* _What the task requires_: Reproduce all of the data word for word.

* _Working data_:
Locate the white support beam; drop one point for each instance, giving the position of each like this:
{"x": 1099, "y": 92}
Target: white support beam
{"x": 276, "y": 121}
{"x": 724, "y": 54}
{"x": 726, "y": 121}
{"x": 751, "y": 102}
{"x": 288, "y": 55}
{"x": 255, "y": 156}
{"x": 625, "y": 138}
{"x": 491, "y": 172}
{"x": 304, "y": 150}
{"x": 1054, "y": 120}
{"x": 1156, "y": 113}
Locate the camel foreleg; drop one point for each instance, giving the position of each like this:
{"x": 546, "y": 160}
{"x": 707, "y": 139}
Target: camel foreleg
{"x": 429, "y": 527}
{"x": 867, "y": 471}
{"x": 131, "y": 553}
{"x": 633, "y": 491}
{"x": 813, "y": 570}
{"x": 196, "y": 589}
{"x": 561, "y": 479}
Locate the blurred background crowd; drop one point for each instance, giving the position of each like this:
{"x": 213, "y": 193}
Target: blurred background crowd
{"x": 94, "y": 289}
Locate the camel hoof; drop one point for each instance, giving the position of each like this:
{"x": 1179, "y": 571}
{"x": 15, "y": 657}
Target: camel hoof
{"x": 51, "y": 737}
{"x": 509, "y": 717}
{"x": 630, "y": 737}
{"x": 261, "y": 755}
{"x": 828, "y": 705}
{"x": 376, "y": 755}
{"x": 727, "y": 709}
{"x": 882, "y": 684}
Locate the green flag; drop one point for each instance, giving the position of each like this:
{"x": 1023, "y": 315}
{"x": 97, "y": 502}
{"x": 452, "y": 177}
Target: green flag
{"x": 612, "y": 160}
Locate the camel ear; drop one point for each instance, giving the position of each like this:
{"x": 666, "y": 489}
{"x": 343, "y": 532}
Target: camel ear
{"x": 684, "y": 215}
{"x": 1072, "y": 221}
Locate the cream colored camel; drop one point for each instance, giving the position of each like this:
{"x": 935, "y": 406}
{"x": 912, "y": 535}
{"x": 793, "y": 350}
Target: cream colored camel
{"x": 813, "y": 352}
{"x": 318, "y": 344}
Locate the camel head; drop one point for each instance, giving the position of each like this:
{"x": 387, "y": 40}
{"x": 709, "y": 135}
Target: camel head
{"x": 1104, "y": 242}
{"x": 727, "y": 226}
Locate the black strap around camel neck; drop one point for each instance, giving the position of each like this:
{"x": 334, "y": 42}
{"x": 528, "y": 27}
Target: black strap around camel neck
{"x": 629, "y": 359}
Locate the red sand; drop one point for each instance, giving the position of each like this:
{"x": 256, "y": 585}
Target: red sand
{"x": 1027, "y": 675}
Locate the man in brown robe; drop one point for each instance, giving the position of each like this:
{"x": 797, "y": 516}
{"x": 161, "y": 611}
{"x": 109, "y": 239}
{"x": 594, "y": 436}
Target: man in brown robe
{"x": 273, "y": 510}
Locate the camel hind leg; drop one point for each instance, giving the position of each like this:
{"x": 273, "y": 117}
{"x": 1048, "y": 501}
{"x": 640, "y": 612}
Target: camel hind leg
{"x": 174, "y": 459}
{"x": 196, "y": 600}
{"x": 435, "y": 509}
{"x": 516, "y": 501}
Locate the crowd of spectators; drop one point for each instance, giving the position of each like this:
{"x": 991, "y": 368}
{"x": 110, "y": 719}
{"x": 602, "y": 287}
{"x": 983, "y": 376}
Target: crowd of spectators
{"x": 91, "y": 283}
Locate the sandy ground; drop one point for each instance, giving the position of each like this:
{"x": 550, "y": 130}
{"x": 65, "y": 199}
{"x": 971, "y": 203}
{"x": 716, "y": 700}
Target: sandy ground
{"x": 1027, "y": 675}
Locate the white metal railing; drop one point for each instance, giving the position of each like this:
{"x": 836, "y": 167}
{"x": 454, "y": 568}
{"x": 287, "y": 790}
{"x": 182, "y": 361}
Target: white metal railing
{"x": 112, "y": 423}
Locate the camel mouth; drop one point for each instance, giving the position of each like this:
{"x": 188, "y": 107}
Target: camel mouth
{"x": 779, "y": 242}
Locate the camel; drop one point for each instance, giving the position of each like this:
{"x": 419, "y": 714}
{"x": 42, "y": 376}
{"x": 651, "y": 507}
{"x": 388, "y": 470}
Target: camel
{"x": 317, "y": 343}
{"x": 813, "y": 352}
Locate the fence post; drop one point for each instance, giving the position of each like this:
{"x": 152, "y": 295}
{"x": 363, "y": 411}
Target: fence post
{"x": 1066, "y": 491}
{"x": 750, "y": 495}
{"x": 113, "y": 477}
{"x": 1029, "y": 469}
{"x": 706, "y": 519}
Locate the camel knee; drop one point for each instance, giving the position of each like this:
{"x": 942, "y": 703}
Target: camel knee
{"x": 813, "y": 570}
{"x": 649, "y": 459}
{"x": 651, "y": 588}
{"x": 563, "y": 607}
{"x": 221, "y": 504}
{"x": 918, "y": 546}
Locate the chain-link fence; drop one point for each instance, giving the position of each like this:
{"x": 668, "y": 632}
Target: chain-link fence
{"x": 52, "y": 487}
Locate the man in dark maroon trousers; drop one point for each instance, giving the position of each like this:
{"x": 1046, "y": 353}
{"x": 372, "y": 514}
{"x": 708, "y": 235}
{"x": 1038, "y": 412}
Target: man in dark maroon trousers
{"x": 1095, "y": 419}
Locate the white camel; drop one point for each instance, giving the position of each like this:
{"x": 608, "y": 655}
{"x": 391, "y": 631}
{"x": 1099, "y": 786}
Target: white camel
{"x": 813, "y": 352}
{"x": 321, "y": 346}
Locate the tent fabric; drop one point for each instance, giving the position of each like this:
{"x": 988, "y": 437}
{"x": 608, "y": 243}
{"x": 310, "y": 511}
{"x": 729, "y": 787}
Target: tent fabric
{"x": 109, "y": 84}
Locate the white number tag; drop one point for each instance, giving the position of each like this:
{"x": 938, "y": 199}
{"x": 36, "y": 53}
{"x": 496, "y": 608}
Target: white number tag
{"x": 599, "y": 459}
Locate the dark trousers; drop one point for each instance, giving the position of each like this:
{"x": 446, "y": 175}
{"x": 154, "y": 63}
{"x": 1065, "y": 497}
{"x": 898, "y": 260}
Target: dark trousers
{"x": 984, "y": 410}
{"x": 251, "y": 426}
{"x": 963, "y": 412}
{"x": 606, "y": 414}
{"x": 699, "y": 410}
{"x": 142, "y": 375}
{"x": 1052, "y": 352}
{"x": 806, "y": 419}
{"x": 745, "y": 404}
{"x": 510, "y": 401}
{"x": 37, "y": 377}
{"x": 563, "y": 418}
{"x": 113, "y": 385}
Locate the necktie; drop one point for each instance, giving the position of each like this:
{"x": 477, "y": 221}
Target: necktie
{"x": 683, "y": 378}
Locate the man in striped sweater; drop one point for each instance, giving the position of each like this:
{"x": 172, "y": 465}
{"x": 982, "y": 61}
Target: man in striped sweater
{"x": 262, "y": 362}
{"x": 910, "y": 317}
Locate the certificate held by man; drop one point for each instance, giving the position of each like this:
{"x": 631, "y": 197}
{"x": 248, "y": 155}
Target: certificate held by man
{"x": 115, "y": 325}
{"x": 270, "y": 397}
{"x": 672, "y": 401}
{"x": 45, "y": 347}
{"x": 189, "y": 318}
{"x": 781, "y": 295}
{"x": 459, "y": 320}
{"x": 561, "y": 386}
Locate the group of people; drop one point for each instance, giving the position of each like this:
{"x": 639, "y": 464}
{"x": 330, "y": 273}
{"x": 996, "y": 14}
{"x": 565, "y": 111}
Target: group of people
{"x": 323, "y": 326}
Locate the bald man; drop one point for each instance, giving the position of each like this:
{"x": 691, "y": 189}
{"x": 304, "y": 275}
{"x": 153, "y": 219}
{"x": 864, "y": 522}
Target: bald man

* _The output_:
Locate the white support beam; drop one point for each instance, giving the position of each like this:
{"x": 1099, "y": 92}
Target: white support beam
{"x": 276, "y": 121}
{"x": 724, "y": 54}
{"x": 726, "y": 121}
{"x": 751, "y": 102}
{"x": 288, "y": 55}
{"x": 255, "y": 156}
{"x": 625, "y": 138}
{"x": 491, "y": 172}
{"x": 304, "y": 150}
{"x": 1054, "y": 120}
{"x": 1156, "y": 113}
Locate the camel foreleg; drop one point for each instance, giving the position of each like this:
{"x": 546, "y": 160}
{"x": 707, "y": 139}
Target: camel foreleg
{"x": 429, "y": 527}
{"x": 867, "y": 471}
{"x": 131, "y": 553}
{"x": 633, "y": 491}
{"x": 813, "y": 570}
{"x": 196, "y": 589}
{"x": 561, "y": 479}
Locate the blurred background crowd; drop one point for each instance, giving the position of each like this:
{"x": 213, "y": 193}
Target: blurred background crowd
{"x": 94, "y": 289}
Locate the camel hoof; drop one point for each instance, giving the position of each like this:
{"x": 1179, "y": 571}
{"x": 15, "y": 657}
Target: camel hoof
{"x": 51, "y": 737}
{"x": 509, "y": 717}
{"x": 630, "y": 737}
{"x": 261, "y": 755}
{"x": 828, "y": 705}
{"x": 376, "y": 755}
{"x": 727, "y": 709}
{"x": 882, "y": 684}
Locate the green flag; drop one point for each instance, giving the position of each like this:
{"x": 1023, "y": 315}
{"x": 97, "y": 502}
{"x": 452, "y": 177}
Target: green flag
{"x": 612, "y": 160}
Locate the camel ear; drop one point for each instance, giving the position of each like this:
{"x": 666, "y": 489}
{"x": 343, "y": 532}
Target: camel ear
{"x": 684, "y": 215}
{"x": 1072, "y": 221}
Locate the cream colored camel; drop one point for each instance, giving the position of each like this:
{"x": 935, "y": 406}
{"x": 912, "y": 535}
{"x": 793, "y": 350}
Target: cream colored camel
{"x": 813, "y": 352}
{"x": 318, "y": 344}
Locate the camel head; drop one point for each instance, giving the position of each like this:
{"x": 387, "y": 40}
{"x": 709, "y": 135}
Target: camel head
{"x": 1104, "y": 242}
{"x": 727, "y": 226}
Locate the black strap around camel neck; drop one point for each instance, giving the position of each like this:
{"x": 334, "y": 42}
{"x": 528, "y": 27}
Target: black strap around camel neck
{"x": 629, "y": 359}
Locate the red sand; drop one point for each instance, giving the position of each like this:
{"x": 256, "y": 585}
Target: red sand
{"x": 1027, "y": 675}
Locate the man in brown robe; drop one point for each instance, giving the position of each like this:
{"x": 797, "y": 516}
{"x": 161, "y": 611}
{"x": 109, "y": 239}
{"x": 594, "y": 436}
Target: man in brown robe
{"x": 273, "y": 510}
Locate the camel hind leg; drop one point for each instance, giving the position of each like this:
{"x": 273, "y": 117}
{"x": 1048, "y": 501}
{"x": 640, "y": 612}
Target: camel hind leg
{"x": 174, "y": 459}
{"x": 196, "y": 600}
{"x": 435, "y": 509}
{"x": 516, "y": 501}
Locate the crowd of spectators; drop one point for each instance, giving the position of each like this:
{"x": 991, "y": 368}
{"x": 110, "y": 719}
{"x": 602, "y": 287}
{"x": 983, "y": 376}
Target: crowd of spectators
{"x": 91, "y": 283}
Locate the sandy ground; drop one point for each instance, giving the position of each like this:
{"x": 550, "y": 130}
{"x": 65, "y": 199}
{"x": 971, "y": 203}
{"x": 716, "y": 700}
Target: sandy ground
{"x": 1027, "y": 675}
Locate the white metal railing; drop one point for each instance, giving the position of each like this:
{"x": 836, "y": 167}
{"x": 454, "y": 568}
{"x": 287, "y": 790}
{"x": 182, "y": 361}
Target: white metal railing
{"x": 112, "y": 423}
Locate the camel mouth; drop one point for each instance, giving the position of each like this:
{"x": 188, "y": 107}
Target: camel mouth
{"x": 779, "y": 242}
Locate the camel; drop one point for each instance, giving the position of each like this:
{"x": 419, "y": 714}
{"x": 42, "y": 376}
{"x": 651, "y": 507}
{"x": 388, "y": 470}
Target: camel
{"x": 317, "y": 343}
{"x": 813, "y": 352}
Locate the fence post; drop one point for each instance, giving the position of each like this:
{"x": 152, "y": 295}
{"x": 363, "y": 411}
Target: fence post
{"x": 1066, "y": 491}
{"x": 750, "y": 495}
{"x": 113, "y": 477}
{"x": 1029, "y": 469}
{"x": 706, "y": 519}
Locate the camel knee; drop one point for each instance, giving the position of each like this:
{"x": 942, "y": 703}
Target: camel knee
{"x": 813, "y": 570}
{"x": 649, "y": 459}
{"x": 651, "y": 588}
{"x": 563, "y": 607}
{"x": 221, "y": 504}
{"x": 918, "y": 546}
Locate the chain-link fence; drop one point for each instance, giving the position of each like this:
{"x": 668, "y": 632}
Target: chain-link fence
{"x": 52, "y": 487}
Locate the man in dark maroon trousers; drop one point for each instance, giving the position of each like this:
{"x": 1046, "y": 353}
{"x": 372, "y": 514}
{"x": 708, "y": 235}
{"x": 1038, "y": 412}
Target: man in dark maroon trousers
{"x": 1095, "y": 419}
Locate the white camel; drop one point for each instance, giving the position of each like this:
{"x": 608, "y": 655}
{"x": 391, "y": 631}
{"x": 1099, "y": 786}
Target: white camel
{"x": 813, "y": 352}
{"x": 321, "y": 346}
Locate the tent fabric; drop one point for each instance, giving the position of each like this:
{"x": 988, "y": 437}
{"x": 608, "y": 243}
{"x": 310, "y": 511}
{"x": 729, "y": 787}
Target: tent fabric
{"x": 109, "y": 84}
Locate the white number tag; drop one point for each instance, giving the position of each like this:
{"x": 938, "y": 199}
{"x": 36, "y": 53}
{"x": 496, "y": 608}
Target: white number tag
{"x": 599, "y": 459}
Locate the dark trousers; drop one point for each instance, giving the position of each like this:
{"x": 446, "y": 175}
{"x": 154, "y": 63}
{"x": 1065, "y": 497}
{"x": 898, "y": 260}
Target: dark trousers
{"x": 984, "y": 410}
{"x": 251, "y": 426}
{"x": 963, "y": 412}
{"x": 606, "y": 414}
{"x": 699, "y": 410}
{"x": 142, "y": 375}
{"x": 1052, "y": 352}
{"x": 806, "y": 419}
{"x": 745, "y": 404}
{"x": 510, "y": 401}
{"x": 37, "y": 377}
{"x": 563, "y": 418}
{"x": 113, "y": 385}
Locate the necktie; drop one point for each instance, giving the position of each like this:
{"x": 477, "y": 221}
Target: necktie
{"x": 683, "y": 378}
Locate the man in striped sweater; drop one point for each instance, giving the position of each like this:
{"x": 172, "y": 465}
{"x": 982, "y": 61}
Target: man in striped sweater
{"x": 262, "y": 362}
{"x": 910, "y": 317}
Locate the certificate held by man; drop one point for each instance, giving the position of each like this:
{"x": 631, "y": 197}
{"x": 248, "y": 155}
Target: certificate held by man
{"x": 115, "y": 325}
{"x": 270, "y": 397}
{"x": 672, "y": 401}
{"x": 45, "y": 347}
{"x": 189, "y": 318}
{"x": 781, "y": 295}
{"x": 459, "y": 320}
{"x": 561, "y": 386}
Locate the group of people; drop one point for each instance, giving the position of each like this:
{"x": 639, "y": 464}
{"x": 330, "y": 273}
{"x": 996, "y": 14}
{"x": 565, "y": 111}
Target: group of people
{"x": 323, "y": 326}
Locate the bald man; drop one point for each instance, giving the position of each like this:
{"x": 691, "y": 189}
{"x": 304, "y": 275}
{"x": 153, "y": 219}
{"x": 864, "y": 522}
Target: bald man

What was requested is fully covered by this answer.